start Stored data
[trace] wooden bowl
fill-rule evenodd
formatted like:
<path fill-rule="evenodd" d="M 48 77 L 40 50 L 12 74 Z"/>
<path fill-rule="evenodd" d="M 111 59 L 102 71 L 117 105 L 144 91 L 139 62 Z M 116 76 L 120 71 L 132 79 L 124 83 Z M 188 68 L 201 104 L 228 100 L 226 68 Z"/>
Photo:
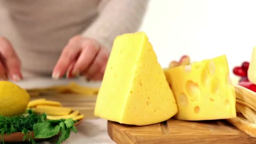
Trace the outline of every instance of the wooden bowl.
<path fill-rule="evenodd" d="M 77 125 L 80 124 L 81 123 L 82 123 L 82 122 L 83 121 L 83 119 L 80 120 L 79 121 L 78 121 L 78 122 L 77 122 L 77 123 L 76 123 L 75 124 L 75 126 L 77 126 Z M 34 140 L 35 140 L 35 141 L 42 140 L 46 139 L 53 138 L 55 138 L 55 137 L 59 136 L 60 135 L 60 133 L 59 133 L 59 134 L 58 134 L 55 136 L 54 136 L 50 138 L 35 139 L 34 137 L 34 136 L 33 132 L 33 131 L 31 133 L 31 135 L 32 135 L 32 136 L 33 136 L 33 138 L 34 138 Z M 26 139 L 24 141 L 23 141 L 24 136 L 24 135 L 23 134 L 22 134 L 22 133 L 21 132 L 14 133 L 11 133 L 9 135 L 4 134 L 3 135 L 3 140 L 5 142 L 27 142 L 27 141 L 28 141 L 28 138 L 27 139 Z"/>

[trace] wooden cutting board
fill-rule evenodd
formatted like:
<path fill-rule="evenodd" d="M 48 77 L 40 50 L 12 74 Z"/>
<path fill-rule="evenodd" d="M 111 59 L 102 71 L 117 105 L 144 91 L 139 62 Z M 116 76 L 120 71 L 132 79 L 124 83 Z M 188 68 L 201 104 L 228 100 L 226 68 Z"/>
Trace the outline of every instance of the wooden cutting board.
<path fill-rule="evenodd" d="M 143 126 L 109 121 L 108 133 L 117 144 L 256 144 L 256 138 L 224 120 L 196 122 L 171 119 Z"/>
<path fill-rule="evenodd" d="M 94 115 L 96 95 L 82 95 L 76 94 L 46 94 L 31 96 L 31 100 L 45 98 L 48 100 L 60 102 L 64 107 L 78 110 L 85 115 L 85 119 L 98 118 Z"/>

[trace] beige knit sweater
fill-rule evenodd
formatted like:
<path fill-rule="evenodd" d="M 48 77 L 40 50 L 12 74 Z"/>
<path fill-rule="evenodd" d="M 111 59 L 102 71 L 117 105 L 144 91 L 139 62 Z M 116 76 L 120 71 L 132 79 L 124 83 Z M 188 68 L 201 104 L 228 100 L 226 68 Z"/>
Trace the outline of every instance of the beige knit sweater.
end Stored data
# Work required
Arrange all of the data above as a numbered list, one line per item, skipping blank lines. Leave the pictures out of your answer.

# Output for this task
1. [trace] wooden bowl
2. fill-rule evenodd
3. formatted like:
4. <path fill-rule="evenodd" d="M 48 77 L 40 50 L 12 74 Z"/>
5. <path fill-rule="evenodd" d="M 111 59 L 102 71 L 117 105 L 144 91 L 139 62 Z M 116 76 L 120 71 L 132 79 L 124 83 Z M 188 68 L 201 104 L 228 100 L 226 68 Z"/>
6. Photo:
7. Trace the outline of every instance of the wooden bowl.
8. <path fill-rule="evenodd" d="M 77 125 L 80 124 L 81 123 L 82 123 L 82 122 L 83 121 L 83 119 L 80 120 L 79 121 L 78 121 L 78 122 L 77 122 L 77 123 L 76 123 L 75 124 L 75 126 L 77 126 Z M 34 140 L 35 140 L 35 141 L 42 140 L 46 139 L 53 138 L 55 138 L 55 137 L 59 136 L 60 135 L 60 133 L 59 133 L 59 134 L 58 134 L 55 136 L 54 136 L 50 138 L 35 139 L 34 137 L 34 136 L 33 132 L 33 131 L 31 133 L 31 135 L 32 135 L 32 136 L 33 136 L 33 138 L 34 138 Z M 26 139 L 24 141 L 23 141 L 24 136 L 24 135 L 23 134 L 22 134 L 22 133 L 21 132 L 14 133 L 11 133 L 9 135 L 4 134 L 3 135 L 3 140 L 5 142 L 27 142 L 27 141 L 28 141 L 28 138 L 27 139 Z"/>
9. [trace] wooden cutting board
10. fill-rule evenodd
11. formatted like:
12. <path fill-rule="evenodd" d="M 48 77 L 40 50 L 12 74 Z"/>
13. <path fill-rule="evenodd" d="M 111 59 L 102 71 L 117 105 L 144 91 L 139 62 Z M 116 76 L 120 71 L 132 79 L 124 83 Z M 188 68 L 201 104 L 228 100 L 226 68 Z"/>
14. Trace the outline of every instance of the wooden cutting board.
15. <path fill-rule="evenodd" d="M 143 126 L 109 121 L 108 133 L 117 144 L 256 144 L 256 138 L 224 120 L 196 122 L 171 119 Z"/>
16. <path fill-rule="evenodd" d="M 94 115 L 96 95 L 82 95 L 76 94 L 46 94 L 31 96 L 31 100 L 45 98 L 48 100 L 60 102 L 64 107 L 78 110 L 85 115 L 85 119 L 98 118 Z"/>
17. [trace] beige knit sweater
18. fill-rule evenodd
19. formatted like:
20. <path fill-rule="evenodd" d="M 48 77 L 40 50 L 12 74 Z"/>
21. <path fill-rule="evenodd" d="M 111 59 L 102 71 L 117 105 L 144 91 L 139 62 Z M 116 76 L 120 71 L 132 79 L 124 83 Z M 188 68 L 201 104 L 228 100 L 226 68 Z"/>
22. Trace the outline of every instance of the beige knit sweater.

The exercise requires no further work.